To be done:
Answer these from the article on probate vs. non-probate planning:
(a) Compared with standard Will planning, what does non-probate planning generally require?
(b) Which provision in a Will does the author call the most important for many clients with young children?
(c) In the brokerage account example, who receives the account on individual A's death?

═════ Supplied passage ═════

Probate vs. Non-Probate Planning
A popular topic with my clients is whether their estate planning is better off if structured to avoid probate, the court supervised process. Some clients come to our first meeting believing, from wherever they heard it or previously have experienced, that if probate were to apply after their death, this is the worst thing ever from a cost/delay/complexity perspective for their Estate. It is certainly true that the probate process does have cost/delay/complexity.
However, on the flip side, non-probate planning generally requires more upfront costs than standard Will (probate) planning; in addition, this type of planning also requires more due diligence and follow up work by the client going forward. And, if this work does not happen, you can end up paying more for a non-probate estate plan upfront as well as down the road if the Estate ends up in probate anyway. So, this type of planning is certainly not for everyone.
In summary, and as further discussed below, what is the best planning, including a combination of both, always depends on the client’s specific facts, including such factors as whether a New York or New Jersey resident. This Article will go through what one needs to consider and do in making the right estate planning decision in this regard for yourself and your family.
PROBATE ASSETS VS. NON-PROBATE ASSETS
Probate is the court-supervised legal process for managing a deceased person's estate which involves, among other items, validating the terms of a Will. While the most important Article in a Will for many of my clients with young children is the Guardian provision,[1] a Will also controls what happens to a person’s accounts/properties after their death that go through probate.
I spend a lot of time with clients explaining the difference between which of their accounts/properties are probate assets and which are non-probate assets to avoid future surprises.
Probate assets are accounts/properties owned by an individual at death, solely in the individual’s name AND, which the individual does not have a named transfer on death (TOD)/payable on death (POD) beneficiary (TOD Beneficiary) for such account/property at the time of the individual’s death. The distribution provisions in a Will control who gets these assets.
In contrast, non-probate assets are properties or accounts of an individual that at the time of death are: (i) owned by a trust, such as a revocable living trust (see more discussion below); (ii) jointly owned with another person(s) where such asset is then owned by the surviving owner(s) going forward by operation of law; or (iii) owned in the individual’s name, but has a TOD Beneficiary named on file with the applicable administrator, financial institution or governmental body. The terms of a Will are NOT relevant to who gets the non-probate assets.
So, if individual A solely owns a brokerage account with a financial institution and has named individual B as TOD Beneficiary, individual B will receive the brokerage account on individual A’s death even if individual A has left everything to individual C in a valid Will. The brokerage account is a non-probate asset and the terms of the Will do NOT apply to this brokerage account.

═════ Extracted data ═════

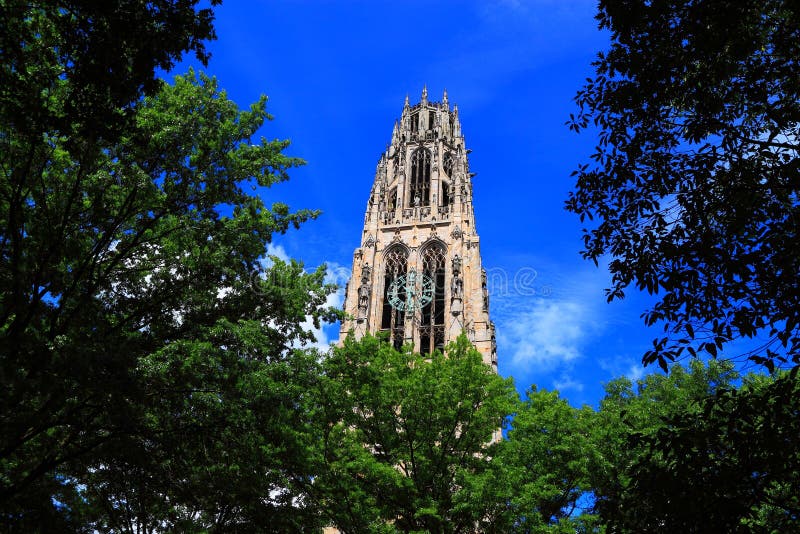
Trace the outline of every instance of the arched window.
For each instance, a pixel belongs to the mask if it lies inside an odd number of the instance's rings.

═════
═════ Extracted data ═════

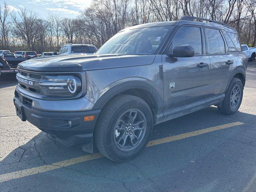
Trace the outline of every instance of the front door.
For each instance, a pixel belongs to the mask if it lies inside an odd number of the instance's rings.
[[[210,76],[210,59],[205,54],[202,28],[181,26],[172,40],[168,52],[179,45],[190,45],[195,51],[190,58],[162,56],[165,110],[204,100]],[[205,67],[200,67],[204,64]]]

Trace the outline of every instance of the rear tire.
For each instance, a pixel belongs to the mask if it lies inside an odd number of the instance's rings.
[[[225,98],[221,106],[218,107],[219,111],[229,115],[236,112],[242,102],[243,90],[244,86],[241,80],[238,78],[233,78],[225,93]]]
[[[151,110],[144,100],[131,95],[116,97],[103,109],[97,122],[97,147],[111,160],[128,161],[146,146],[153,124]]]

═════

Response to this exercise:
(a) More upfront costs, plus more due diligence and follow-up work by the client going forward.
(b) The Guardian provision.
(c) Individual B, the named TOD Beneficiary.